**Texte**
####################

Elie : Changer les constitutions africaines est devenu une routine pour nos chefs d’État. Franchement, c’est un problème majeur pour le développement de nos pays. Les dirigeants se soucient uniquement de leurs intérêts et ignorent les intérêts du peuple. Il faut savoir qu’une constitution est une chose très importante pour le pays, car elle permet le bon fonctionnement de la nation. Au lieu de changer la constitution, les présidents africains doivent faire ce que le peuple leur demande.
Egide : On ne devrait pas tripatouiller la constitution pour des raisons personnelles. La constitution est un contrat qui engage tout un peuple. Les chefs d’État doivent respecter leur constitution comme les chrétiens respectent leur Bible ou les musulmans leur Coran.
Razzack : Une constitution est-elle écrite pour ne jamais être modifiée ?
Philbert : Une constitution est la marque d’un peuple libre. C’est un encadrement normatif et éthique de la politique, qui permet au pouvoir de connaître des limites. Nos présidents africains ont tendance à modifier la constitution pour s’éterniser au pouvoir afin de continuer à jouir de privilèges.
Razzack : Qu’est-ce qui vous gêne dans ces changements de constitution ?
Philbert : Ce qui me gêne personnellement, c’est qu’ils bloquent les initiatives de la part d’autres citoyens. Un pays qui ne connait pas de mobilité multiforme ne permet pas à d’autres citoyens d’émerger. De nouveaux leaders émergent lorsqu’il y a alternance au pouvoir, c’est un principe.
Razzack : Qu’est-ce qui vous gêne dans ces changements de constitution ?
Egide : Notre président Pierre Nkurunziza devrait partir, car il a de très bons exemples qui lui ont précédé : les présidents Pierre Buyoya et Domitien Ndayizeye. Lorsque la réalité du moment leur a demandé de partir, ils n’ont pas tergiversé, ils ont passé la main. Il faut qu’il apprenne aussi d’autres présidents africains, car en Afrique, il n’y a pas que des présidents qui veulent s’éterniser au pouvoir.
Razzack : Est-ce le bilan des deux mandats de Pierre Nkurunziza qui vous amène à vous opposer à cette prochaine candidature ?

####################

**Données enregistrées**

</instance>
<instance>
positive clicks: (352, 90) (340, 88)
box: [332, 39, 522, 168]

####################

**Consignes**
a) Relevez tous les présidents désignés par leur nom dans le texte sur les constitutions africaines.
b) Reproduisez fidèlement le passage du texte situé entre « Elie : Changer » et « peuple leur demande. », ces deux extrémités comprises.

**Réponses rédigées**
a) Pierre Nkurunziza, Pierre Buyoya, Domitien Ndayizeye

b)
Elie : Changer les constitutions africaines est devenu une routine pour nos chefs d’État. Franchement, c’est un problème majeur pour le développement de nos pays. Les dirigeants se soucient uniquement de leurs intérêts et ignorent les intérêts du peuple. Il faut savoir qu’une constitution est une chose très importante pour le pays, car elle permet le bon fonctionnement de la nation. Au lieu de changer la constitution, les présidents africains doivent faire ce que le peuple leur demande.